→ Passage shown

# COHIBA HIGH TECH Lazer Induction Touchable Torch Flame Lighter



## Lightninrod (May 17, 2014)

Has anyone here had any experience with this or a similar lighter? It's battery powered. I should get mine next week. Yes, I should have asked before I ordered but…. I couldn't find any reviews but the concept is intriguing. 

Dan


----------



## fiddlegrin (Feb 8, 2009)

Is this what you are asking about?

Amazon.com: HIGH TECH COHIBA touchable INDUCTION cigarette cigar torch butane gas lighter: Everything Else

It looks like a butane powered torch to me. What is different is that it is touch activated. But it doesn't appear to be using a laser to light our cigars...

I would be interested to see a link to what you purchased if it is different.
Anyroad, it looks like it would be a nicely shaped flame. The big difference is Q.C. which is relevant to how long the lighter continues to work.
We will need to depend on you for that info :thumb:

Best wishes, _ Dafiddla_


----------



## Lightninrod (May 17, 2014)

Yes, that's it. Thank you for posting a link as I couldn't. I found it on ebay for a much lower price($35). Supposedly NIB. It's butane but the ignition is powered by the flat, circular battery… I think. Will do a followup.


----------



## Buckeye Stogie (Aug 10, 2014)

For the price there's a multitude of quad flame lighters like the: Jetline Magna Quad-Flame Lighter. Cheap but effective... That Cohiba looks awesome though.

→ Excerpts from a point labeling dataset

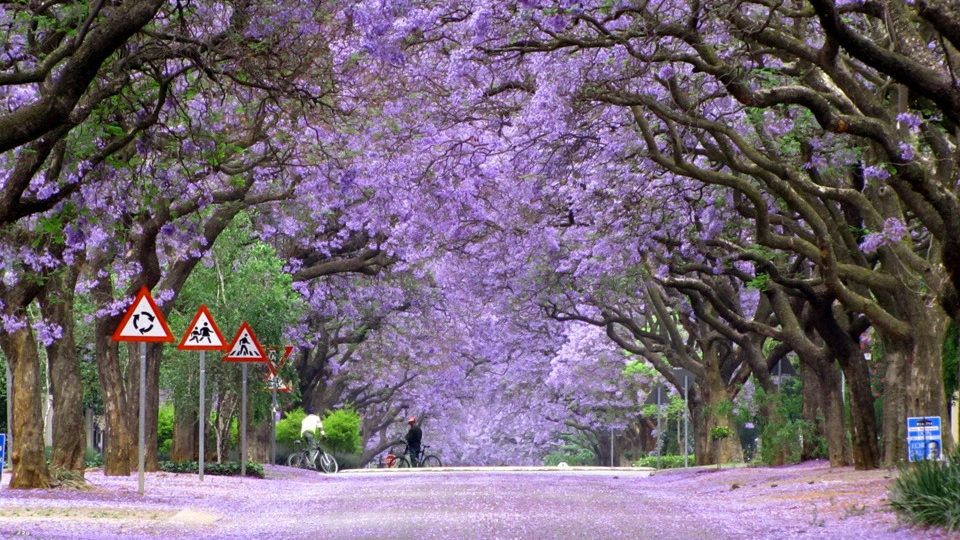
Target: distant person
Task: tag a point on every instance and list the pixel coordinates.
(414, 437)
(310, 427)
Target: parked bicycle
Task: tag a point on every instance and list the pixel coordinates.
(403, 460)
(313, 457)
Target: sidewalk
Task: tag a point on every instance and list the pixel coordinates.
(594, 471)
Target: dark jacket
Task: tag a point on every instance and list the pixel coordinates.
(414, 435)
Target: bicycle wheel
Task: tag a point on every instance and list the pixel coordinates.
(295, 460)
(328, 463)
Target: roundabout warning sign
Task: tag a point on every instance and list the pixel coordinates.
(143, 321)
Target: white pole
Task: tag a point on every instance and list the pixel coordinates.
(141, 450)
(202, 415)
(243, 425)
(659, 430)
(611, 447)
(9, 410)
(686, 418)
(273, 427)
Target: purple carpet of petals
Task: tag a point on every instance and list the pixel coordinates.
(804, 501)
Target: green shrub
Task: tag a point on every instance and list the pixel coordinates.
(928, 493)
(664, 462)
(573, 456)
(288, 428)
(348, 461)
(215, 469)
(165, 418)
(92, 458)
(343, 431)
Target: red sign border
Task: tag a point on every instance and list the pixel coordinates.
(264, 359)
(216, 329)
(274, 370)
(144, 292)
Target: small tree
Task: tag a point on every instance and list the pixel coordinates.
(719, 433)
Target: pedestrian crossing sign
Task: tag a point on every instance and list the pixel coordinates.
(245, 347)
(202, 333)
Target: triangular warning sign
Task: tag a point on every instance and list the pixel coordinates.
(277, 358)
(245, 347)
(143, 321)
(202, 333)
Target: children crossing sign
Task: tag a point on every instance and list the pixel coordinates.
(3, 450)
(245, 347)
(143, 321)
(202, 333)
(924, 439)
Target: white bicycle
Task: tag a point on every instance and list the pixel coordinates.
(315, 458)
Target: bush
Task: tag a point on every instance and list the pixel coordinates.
(92, 458)
(215, 469)
(288, 428)
(165, 430)
(664, 462)
(343, 431)
(572, 456)
(928, 493)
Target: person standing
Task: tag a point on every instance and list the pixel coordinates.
(310, 427)
(414, 437)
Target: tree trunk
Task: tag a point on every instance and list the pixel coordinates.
(813, 409)
(185, 434)
(894, 404)
(118, 440)
(712, 410)
(56, 305)
(154, 356)
(838, 447)
(29, 464)
(866, 454)
(925, 392)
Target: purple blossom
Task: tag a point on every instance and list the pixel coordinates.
(908, 121)
(874, 172)
(906, 151)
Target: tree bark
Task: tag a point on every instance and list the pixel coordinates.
(152, 418)
(713, 410)
(29, 464)
(838, 448)
(56, 305)
(118, 439)
(813, 409)
(185, 434)
(894, 404)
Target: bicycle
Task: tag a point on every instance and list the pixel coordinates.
(307, 458)
(423, 460)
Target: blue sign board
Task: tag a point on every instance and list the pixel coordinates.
(924, 441)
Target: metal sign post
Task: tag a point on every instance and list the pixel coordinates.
(243, 426)
(143, 323)
(245, 348)
(202, 335)
(202, 414)
(3, 452)
(141, 449)
(611, 447)
(924, 438)
(686, 420)
(273, 426)
(9, 403)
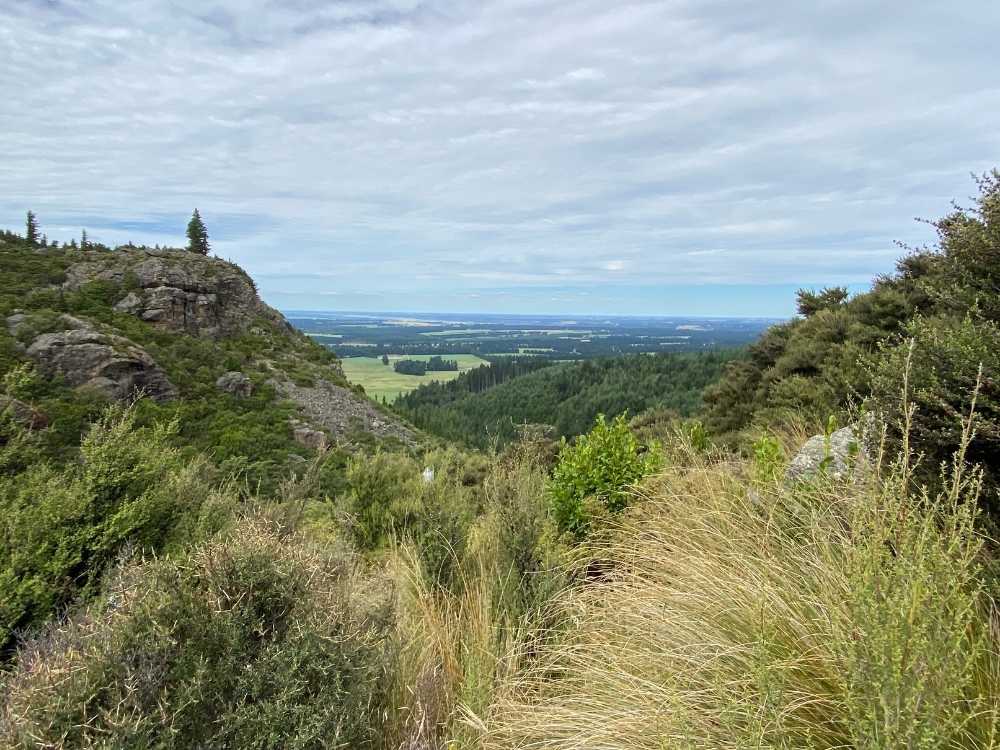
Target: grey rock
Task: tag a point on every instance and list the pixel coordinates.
(236, 383)
(113, 365)
(131, 304)
(840, 458)
(340, 411)
(309, 437)
(179, 291)
(22, 413)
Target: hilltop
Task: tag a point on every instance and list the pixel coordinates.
(191, 333)
(805, 561)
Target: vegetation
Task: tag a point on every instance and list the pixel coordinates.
(383, 383)
(197, 235)
(567, 396)
(939, 311)
(594, 476)
(184, 575)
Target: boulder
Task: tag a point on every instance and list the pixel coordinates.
(839, 457)
(178, 291)
(236, 383)
(309, 437)
(22, 413)
(112, 365)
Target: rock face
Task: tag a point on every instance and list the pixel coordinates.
(235, 383)
(23, 414)
(841, 459)
(341, 412)
(178, 291)
(305, 435)
(113, 365)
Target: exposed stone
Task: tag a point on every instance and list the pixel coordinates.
(131, 304)
(839, 457)
(307, 436)
(23, 414)
(342, 412)
(179, 291)
(112, 365)
(236, 383)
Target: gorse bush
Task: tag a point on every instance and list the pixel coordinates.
(816, 616)
(63, 527)
(595, 474)
(254, 640)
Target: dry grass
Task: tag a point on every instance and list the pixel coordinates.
(739, 616)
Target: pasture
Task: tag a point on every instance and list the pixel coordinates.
(381, 381)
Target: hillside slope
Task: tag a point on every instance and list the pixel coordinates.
(566, 396)
(188, 331)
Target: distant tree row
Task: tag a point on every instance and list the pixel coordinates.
(568, 396)
(196, 232)
(417, 367)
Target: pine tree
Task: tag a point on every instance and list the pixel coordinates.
(31, 231)
(197, 235)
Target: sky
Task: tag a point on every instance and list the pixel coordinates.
(580, 156)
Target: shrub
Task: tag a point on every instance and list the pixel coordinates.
(62, 527)
(250, 641)
(601, 466)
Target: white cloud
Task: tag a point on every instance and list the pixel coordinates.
(408, 146)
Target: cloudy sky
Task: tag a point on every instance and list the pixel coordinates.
(672, 156)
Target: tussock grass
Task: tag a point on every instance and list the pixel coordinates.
(737, 614)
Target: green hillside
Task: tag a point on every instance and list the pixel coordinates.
(208, 540)
(566, 396)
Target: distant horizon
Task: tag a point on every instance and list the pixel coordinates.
(639, 157)
(425, 314)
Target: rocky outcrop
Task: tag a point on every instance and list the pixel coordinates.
(178, 291)
(84, 357)
(22, 413)
(838, 457)
(236, 383)
(341, 412)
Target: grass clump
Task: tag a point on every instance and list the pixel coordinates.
(250, 640)
(736, 613)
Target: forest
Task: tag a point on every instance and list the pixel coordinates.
(567, 397)
(613, 553)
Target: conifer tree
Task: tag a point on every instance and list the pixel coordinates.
(197, 235)
(31, 230)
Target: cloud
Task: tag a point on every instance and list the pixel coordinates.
(400, 148)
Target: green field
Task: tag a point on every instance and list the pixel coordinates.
(381, 380)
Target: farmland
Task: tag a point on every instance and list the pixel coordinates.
(486, 335)
(380, 381)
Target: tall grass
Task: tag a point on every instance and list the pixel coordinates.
(736, 613)
(458, 642)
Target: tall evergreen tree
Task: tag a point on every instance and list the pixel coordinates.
(197, 235)
(31, 230)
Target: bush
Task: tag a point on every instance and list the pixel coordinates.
(601, 466)
(252, 641)
(942, 373)
(753, 616)
(62, 527)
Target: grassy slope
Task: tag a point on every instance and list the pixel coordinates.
(569, 396)
(250, 434)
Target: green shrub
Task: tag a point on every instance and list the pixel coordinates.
(62, 526)
(601, 466)
(254, 641)
(942, 374)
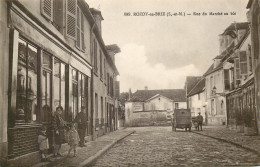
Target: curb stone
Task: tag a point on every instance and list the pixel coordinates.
(231, 142)
(93, 158)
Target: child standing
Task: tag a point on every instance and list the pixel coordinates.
(73, 139)
(43, 143)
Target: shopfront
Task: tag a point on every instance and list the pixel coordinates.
(44, 73)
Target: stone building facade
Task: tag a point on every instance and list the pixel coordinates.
(48, 60)
(153, 107)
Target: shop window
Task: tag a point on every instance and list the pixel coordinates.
(83, 91)
(101, 64)
(102, 108)
(74, 93)
(237, 71)
(213, 107)
(105, 77)
(96, 106)
(108, 86)
(95, 56)
(176, 105)
(26, 100)
(243, 63)
(59, 85)
(46, 87)
(80, 30)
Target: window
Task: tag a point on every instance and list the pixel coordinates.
(26, 93)
(211, 84)
(108, 86)
(74, 93)
(237, 71)
(95, 56)
(47, 9)
(101, 64)
(226, 79)
(250, 67)
(111, 87)
(46, 87)
(53, 10)
(105, 69)
(71, 11)
(102, 108)
(59, 85)
(83, 89)
(96, 106)
(243, 63)
(212, 107)
(176, 105)
(80, 30)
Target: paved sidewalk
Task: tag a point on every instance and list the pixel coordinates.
(86, 155)
(251, 143)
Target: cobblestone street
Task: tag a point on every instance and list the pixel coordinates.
(159, 146)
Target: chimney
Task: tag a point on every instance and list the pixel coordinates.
(112, 51)
(130, 94)
(98, 18)
(249, 16)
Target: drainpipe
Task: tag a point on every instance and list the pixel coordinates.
(92, 86)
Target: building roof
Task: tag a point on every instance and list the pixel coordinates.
(236, 26)
(199, 87)
(211, 69)
(177, 95)
(96, 12)
(191, 81)
(219, 57)
(114, 48)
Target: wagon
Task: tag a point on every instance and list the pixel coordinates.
(181, 119)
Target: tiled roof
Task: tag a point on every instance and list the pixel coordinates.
(219, 57)
(173, 94)
(95, 11)
(211, 69)
(191, 81)
(238, 26)
(199, 87)
(113, 47)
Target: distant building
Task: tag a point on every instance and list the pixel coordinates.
(221, 77)
(253, 18)
(153, 107)
(197, 100)
(190, 82)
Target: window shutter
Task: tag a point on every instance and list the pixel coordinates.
(243, 63)
(58, 13)
(82, 32)
(71, 11)
(78, 28)
(237, 71)
(226, 79)
(47, 9)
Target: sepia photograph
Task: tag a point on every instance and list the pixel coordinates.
(129, 83)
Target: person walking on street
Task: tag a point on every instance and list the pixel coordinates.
(81, 120)
(73, 139)
(58, 125)
(200, 121)
(43, 143)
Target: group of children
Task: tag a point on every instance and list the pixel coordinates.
(73, 140)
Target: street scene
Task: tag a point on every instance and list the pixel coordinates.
(159, 146)
(129, 83)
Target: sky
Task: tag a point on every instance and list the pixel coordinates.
(160, 51)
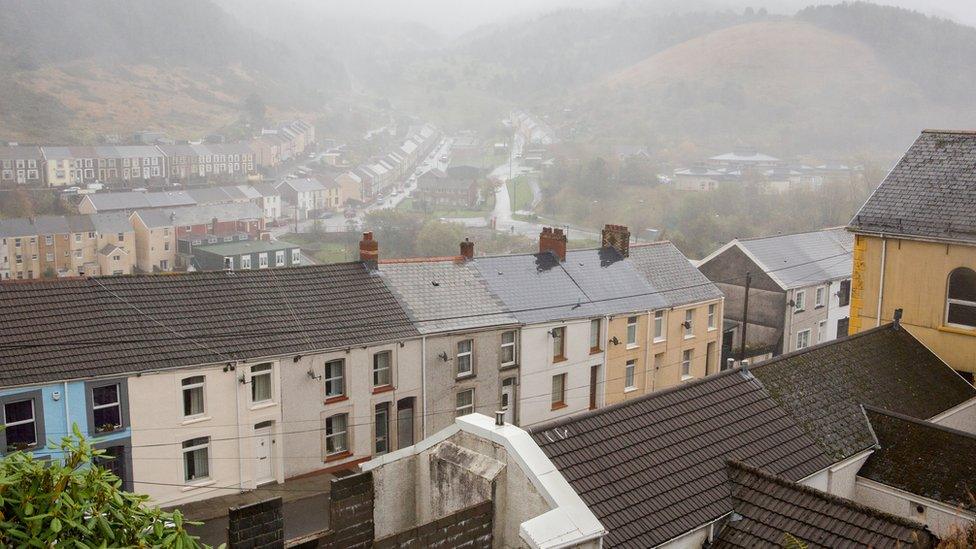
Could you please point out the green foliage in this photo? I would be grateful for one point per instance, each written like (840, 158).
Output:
(48, 504)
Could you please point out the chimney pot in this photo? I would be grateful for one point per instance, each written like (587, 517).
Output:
(369, 251)
(553, 241)
(616, 237)
(467, 249)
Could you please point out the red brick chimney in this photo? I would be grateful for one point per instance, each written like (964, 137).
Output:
(616, 237)
(554, 241)
(467, 249)
(369, 251)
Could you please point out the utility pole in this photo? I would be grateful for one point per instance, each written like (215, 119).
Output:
(745, 317)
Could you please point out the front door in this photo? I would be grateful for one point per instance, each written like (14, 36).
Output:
(263, 471)
(508, 399)
(405, 422)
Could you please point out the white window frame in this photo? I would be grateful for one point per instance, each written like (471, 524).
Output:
(632, 323)
(205, 446)
(465, 357)
(463, 409)
(265, 369)
(806, 338)
(332, 434)
(184, 387)
(333, 378)
(630, 375)
(511, 345)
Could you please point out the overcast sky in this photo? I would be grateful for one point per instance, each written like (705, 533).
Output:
(453, 17)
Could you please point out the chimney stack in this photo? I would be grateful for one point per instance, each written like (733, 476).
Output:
(554, 241)
(467, 249)
(369, 251)
(616, 237)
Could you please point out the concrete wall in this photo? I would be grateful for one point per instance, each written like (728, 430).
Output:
(940, 518)
(305, 411)
(156, 408)
(443, 384)
(916, 280)
(538, 369)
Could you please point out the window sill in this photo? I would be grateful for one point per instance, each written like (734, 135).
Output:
(336, 457)
(957, 330)
(197, 485)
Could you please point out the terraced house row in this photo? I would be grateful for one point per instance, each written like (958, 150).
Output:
(206, 383)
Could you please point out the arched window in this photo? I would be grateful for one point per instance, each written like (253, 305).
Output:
(961, 298)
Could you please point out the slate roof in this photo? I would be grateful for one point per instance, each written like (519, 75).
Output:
(923, 458)
(769, 507)
(654, 468)
(803, 259)
(539, 288)
(824, 386)
(451, 291)
(930, 193)
(76, 328)
(668, 270)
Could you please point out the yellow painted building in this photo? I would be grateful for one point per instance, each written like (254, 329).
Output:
(915, 248)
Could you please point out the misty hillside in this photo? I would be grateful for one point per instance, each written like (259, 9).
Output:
(78, 68)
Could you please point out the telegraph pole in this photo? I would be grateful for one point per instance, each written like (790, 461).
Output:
(745, 317)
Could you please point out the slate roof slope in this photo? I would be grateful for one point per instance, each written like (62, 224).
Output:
(667, 269)
(450, 291)
(539, 288)
(654, 468)
(923, 458)
(803, 259)
(824, 386)
(771, 507)
(71, 328)
(930, 193)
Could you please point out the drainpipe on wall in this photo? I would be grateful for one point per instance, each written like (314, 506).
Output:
(423, 385)
(884, 253)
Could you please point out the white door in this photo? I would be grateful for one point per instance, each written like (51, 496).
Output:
(508, 399)
(263, 471)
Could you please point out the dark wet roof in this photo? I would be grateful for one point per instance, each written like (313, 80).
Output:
(769, 508)
(930, 193)
(540, 288)
(824, 386)
(666, 268)
(923, 458)
(654, 468)
(76, 328)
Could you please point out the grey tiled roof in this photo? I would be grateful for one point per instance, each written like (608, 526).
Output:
(654, 468)
(824, 386)
(668, 270)
(770, 507)
(75, 328)
(539, 288)
(444, 295)
(803, 259)
(930, 193)
(923, 458)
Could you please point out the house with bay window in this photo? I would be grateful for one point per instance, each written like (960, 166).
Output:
(188, 390)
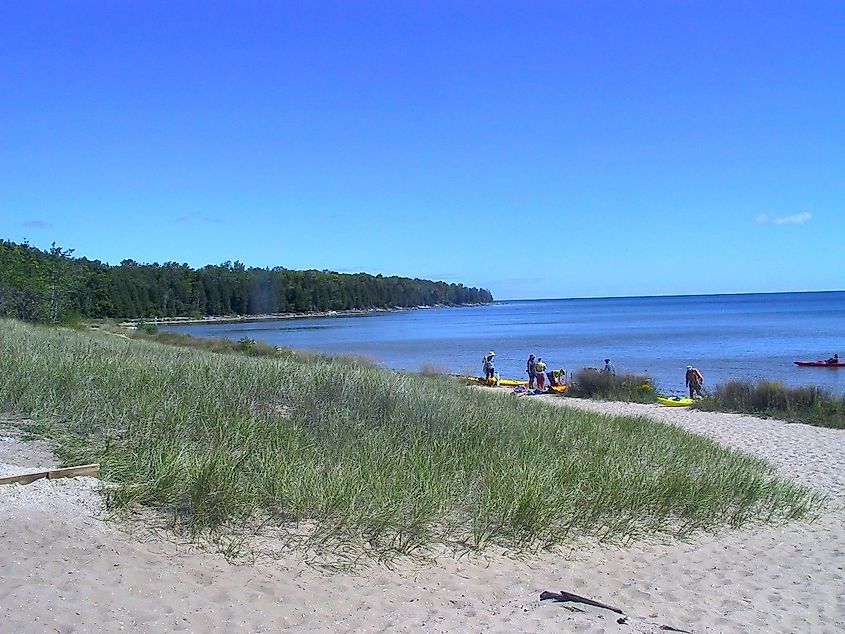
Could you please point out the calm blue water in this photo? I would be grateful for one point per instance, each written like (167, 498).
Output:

→ Exercise objective
Please write out the part of the lighter forum thread above, word for word, beginning at "Best wishes, _" and stopping after "do a followup.".

→ Exercise solution
Best wishes, _ Dafiddla_


----------



## Lightninrod (May 17, 2014)

Yes, that's it. Thank you for posting a link as I couldn't. I found it on ebay for a much lower price($35). Supposedly NIB. It's butane but the ignition is powered by the flat, circular battery… I think. Will do a followup.